> **Material shown**:

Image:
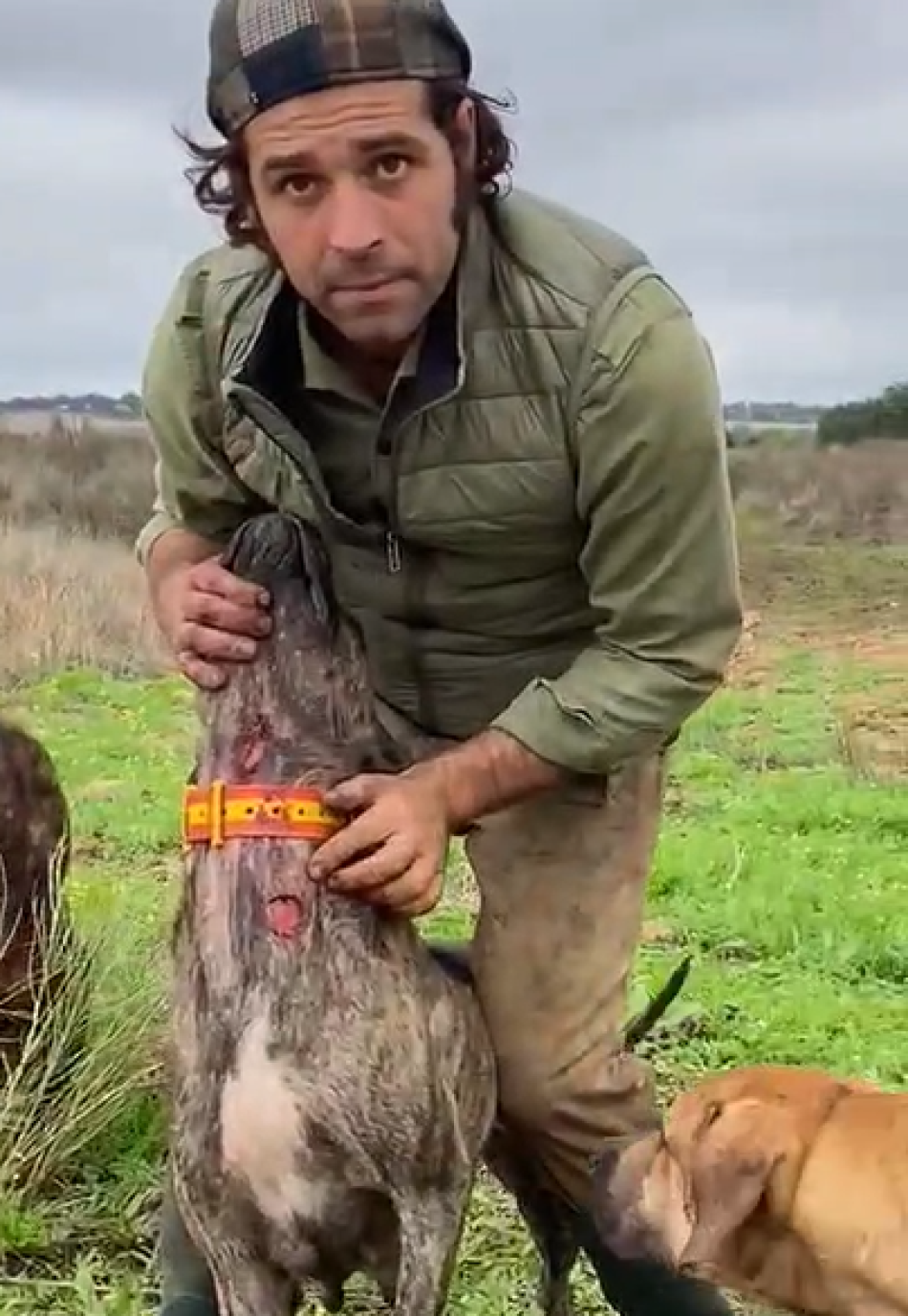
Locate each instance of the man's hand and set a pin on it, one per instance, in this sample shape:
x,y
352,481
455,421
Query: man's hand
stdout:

> **Work instructions**:
Reproduce the listing above word for word, leaving out the picture.

> **Solution**:
Image:
Locate each instance of the man's hand and set a pin on it, one per instance, in this sample shape:
x,y
352,481
455,421
Query: man's hand
stdout:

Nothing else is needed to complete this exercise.